Some items:
◆ ◆ ◆ ◆ ◆

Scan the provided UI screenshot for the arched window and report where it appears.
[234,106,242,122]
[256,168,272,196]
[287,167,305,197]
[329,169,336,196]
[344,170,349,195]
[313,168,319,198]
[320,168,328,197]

◆ ◆ ◆ ◆ ◆

Instructions for the task
Write out the items again, replacing "arched window" with "round-topped window" and keeping everything else the same.

Result
Scan the provided UI screenshot for the round-topped window and report where it appears.
[234,106,242,122]
[256,168,272,196]
[287,167,305,197]
[329,169,336,196]
[344,170,349,195]
[313,168,319,198]
[320,168,328,197]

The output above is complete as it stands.